* [TO DO] Convert every line of the records below into a JSON array of strings, one string per line, skipping any blank lines.

* [DATASET]
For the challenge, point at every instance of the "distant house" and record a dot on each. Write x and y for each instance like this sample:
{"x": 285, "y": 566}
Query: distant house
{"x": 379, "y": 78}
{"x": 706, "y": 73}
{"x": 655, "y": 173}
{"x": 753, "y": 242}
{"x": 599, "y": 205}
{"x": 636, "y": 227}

* [ANSWER IN FULL]
[
  "For the challenge, point at every instance of the \"distant house\" and record a dot on each. Write x and y for each instance like this sample:",
  "{\"x\": 285, \"y\": 566}",
  "Query: distant house",
  "{\"x\": 379, \"y\": 78}",
  "{\"x\": 706, \"y\": 73}",
  "{\"x\": 655, \"y\": 173}",
  "{\"x\": 753, \"y\": 242}",
  "{\"x\": 599, \"y\": 205}",
  "{\"x\": 636, \"y\": 227}"
]